PAGE
Before Alan Shepherd and Neil Armstrong, there was Ham – a 37-pound chimpanzee. Ham the Chimp, often viewed as a hero at the same time as being viewed as an unwitting victim in the infamous space race, was the first hominid launched into space.
Ham was just one of the six experimental chimps enrolled into NASA’s Project Mercury. The six chimps were flown to Cape Canaveral in Florida where they trained in Mercury simulators for three weeks. The purpose of the flight was to provide “a check of the craft’s environmental control and recovery systems” and “a first test of the functioning of the life support system during an appreciable period – nearly five minutes – of zero gravity.”
In short: Chimp was a guinea pig to see if human life could survive a flight into space…
The day before the flight, two chimps were chosen for the mission: one primary, Ham, and one backup, Minnie. Ultimately, Ham was chosen for the experiment due to his “energy and good humour.”1
Ham was from Cameroon, Africa, and was purchased by the USAF on the 9th of July, 1959, for just $457. In the same year that Ham was born, the Soviet Union stunned the world with its Sputnik missions. They put the first artificial satellite and then the first animal, a stray dog called Laika, into orbit. There were never any arrangements for Laika to return to earth and sadly she died after just a few hours in space due to overheating. The Soviet government originally kept that secret and claimed she was euthanized due to oxygen depletion.

PROBLEM DETAILS
Answer these questions using the passage on Ham the chimp.
1. How many chimps were enrolled in Project Mercury?
2. Which chimp was picked as the backup for the flight?
3. What price did the USAF pay for Ham?
The records come from a separate source, unrelated to the text.

DATASET CONTENT
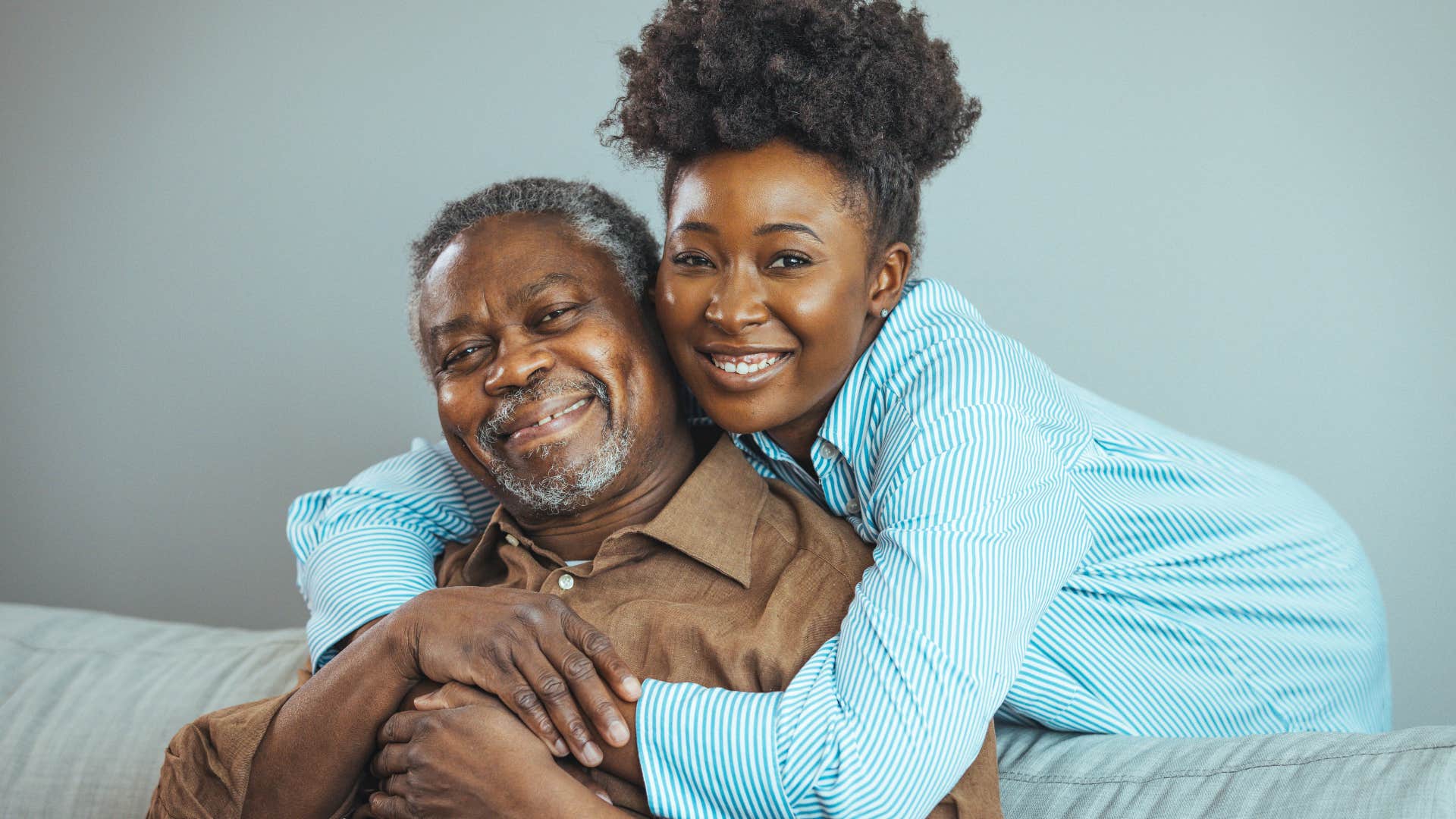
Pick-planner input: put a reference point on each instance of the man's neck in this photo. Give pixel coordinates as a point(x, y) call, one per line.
point(579, 535)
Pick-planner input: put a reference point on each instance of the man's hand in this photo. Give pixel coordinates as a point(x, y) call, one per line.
point(544, 662)
point(471, 760)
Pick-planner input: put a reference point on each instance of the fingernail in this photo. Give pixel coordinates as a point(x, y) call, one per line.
point(618, 733)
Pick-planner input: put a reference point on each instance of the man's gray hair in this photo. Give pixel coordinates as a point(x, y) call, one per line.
point(601, 218)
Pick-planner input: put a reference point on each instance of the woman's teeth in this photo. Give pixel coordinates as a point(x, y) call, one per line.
point(573, 409)
point(745, 366)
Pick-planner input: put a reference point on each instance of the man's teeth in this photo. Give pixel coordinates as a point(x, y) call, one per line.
point(573, 409)
point(743, 368)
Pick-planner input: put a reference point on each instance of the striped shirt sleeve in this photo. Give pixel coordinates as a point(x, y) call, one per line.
point(367, 547)
point(979, 528)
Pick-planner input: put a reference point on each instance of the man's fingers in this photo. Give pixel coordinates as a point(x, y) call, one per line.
point(388, 806)
point(584, 777)
point(603, 654)
point(402, 726)
point(391, 760)
point(526, 703)
point(590, 692)
point(452, 695)
point(557, 697)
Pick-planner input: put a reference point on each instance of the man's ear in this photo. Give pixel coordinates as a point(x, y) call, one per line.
point(887, 283)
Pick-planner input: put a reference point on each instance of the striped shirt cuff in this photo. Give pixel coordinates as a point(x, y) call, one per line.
point(708, 752)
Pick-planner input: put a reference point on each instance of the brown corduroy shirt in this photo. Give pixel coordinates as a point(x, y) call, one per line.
point(734, 585)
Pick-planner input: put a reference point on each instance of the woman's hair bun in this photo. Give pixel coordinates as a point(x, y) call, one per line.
point(861, 80)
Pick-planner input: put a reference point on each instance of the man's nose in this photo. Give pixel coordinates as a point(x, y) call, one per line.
point(517, 362)
point(739, 300)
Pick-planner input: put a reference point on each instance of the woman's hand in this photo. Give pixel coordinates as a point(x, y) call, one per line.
point(468, 755)
point(530, 651)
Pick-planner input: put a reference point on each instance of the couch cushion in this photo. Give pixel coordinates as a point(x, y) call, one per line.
point(1299, 776)
point(88, 701)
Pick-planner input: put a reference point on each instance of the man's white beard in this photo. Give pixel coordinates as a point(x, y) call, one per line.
point(571, 488)
point(561, 490)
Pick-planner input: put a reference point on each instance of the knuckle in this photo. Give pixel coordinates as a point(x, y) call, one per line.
point(498, 656)
point(579, 667)
point(596, 643)
point(526, 700)
point(551, 687)
point(579, 729)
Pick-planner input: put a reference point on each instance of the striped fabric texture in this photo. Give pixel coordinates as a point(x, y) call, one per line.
point(1040, 554)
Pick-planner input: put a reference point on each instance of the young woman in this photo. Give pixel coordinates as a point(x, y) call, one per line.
point(1040, 553)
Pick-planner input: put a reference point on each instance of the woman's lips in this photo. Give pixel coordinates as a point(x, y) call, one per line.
point(746, 371)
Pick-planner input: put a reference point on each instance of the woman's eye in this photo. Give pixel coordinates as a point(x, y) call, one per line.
point(789, 261)
point(692, 260)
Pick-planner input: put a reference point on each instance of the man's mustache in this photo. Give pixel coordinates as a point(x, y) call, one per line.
point(492, 428)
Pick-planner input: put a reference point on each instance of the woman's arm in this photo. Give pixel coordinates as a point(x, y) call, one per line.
point(979, 528)
point(369, 547)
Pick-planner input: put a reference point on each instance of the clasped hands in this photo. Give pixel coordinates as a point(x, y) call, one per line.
point(525, 679)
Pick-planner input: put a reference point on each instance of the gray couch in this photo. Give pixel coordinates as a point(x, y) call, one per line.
point(88, 703)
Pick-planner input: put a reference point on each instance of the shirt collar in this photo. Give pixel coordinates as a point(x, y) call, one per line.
point(711, 519)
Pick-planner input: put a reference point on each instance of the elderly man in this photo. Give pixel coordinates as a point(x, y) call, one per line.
point(555, 394)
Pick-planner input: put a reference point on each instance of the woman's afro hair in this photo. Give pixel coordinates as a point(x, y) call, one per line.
point(856, 80)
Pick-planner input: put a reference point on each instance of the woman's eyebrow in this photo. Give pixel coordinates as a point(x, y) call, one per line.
point(789, 228)
point(695, 228)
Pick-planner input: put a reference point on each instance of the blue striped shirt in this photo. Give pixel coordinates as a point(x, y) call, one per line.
point(1040, 554)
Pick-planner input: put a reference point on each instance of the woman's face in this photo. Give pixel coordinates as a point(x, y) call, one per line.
point(769, 290)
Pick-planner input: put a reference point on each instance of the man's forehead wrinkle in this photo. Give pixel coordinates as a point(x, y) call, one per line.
point(447, 327)
point(529, 292)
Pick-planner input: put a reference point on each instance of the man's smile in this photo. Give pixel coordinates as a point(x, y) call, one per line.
point(536, 423)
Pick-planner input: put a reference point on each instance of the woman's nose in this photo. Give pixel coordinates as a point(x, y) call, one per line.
point(739, 302)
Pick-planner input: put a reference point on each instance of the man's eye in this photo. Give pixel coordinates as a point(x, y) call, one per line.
point(459, 356)
point(555, 315)
point(789, 261)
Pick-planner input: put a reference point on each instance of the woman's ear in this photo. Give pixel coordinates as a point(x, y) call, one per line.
point(889, 280)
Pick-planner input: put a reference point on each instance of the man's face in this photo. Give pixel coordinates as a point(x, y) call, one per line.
point(549, 387)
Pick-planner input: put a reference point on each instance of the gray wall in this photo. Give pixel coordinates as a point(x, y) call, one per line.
point(1238, 221)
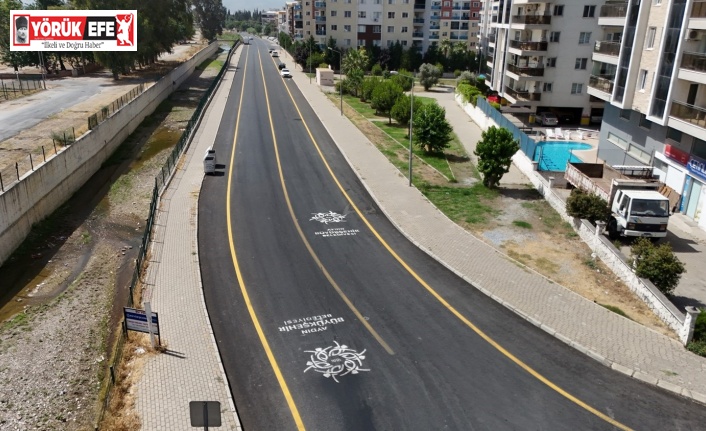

TASK SOLUTION
1. Six
2. Minnie
3. $457